Copy each of the following entries word for word.

RAW DATA:
>>>

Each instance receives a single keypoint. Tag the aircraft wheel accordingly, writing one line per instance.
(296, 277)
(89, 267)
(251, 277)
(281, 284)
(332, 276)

<<<

ANSWER TO THE EXERCISE:
Each instance receives a single keypoint. Tag the aircraft wheel accordingly, writing one line per instance.
(296, 277)
(89, 267)
(251, 277)
(281, 284)
(332, 276)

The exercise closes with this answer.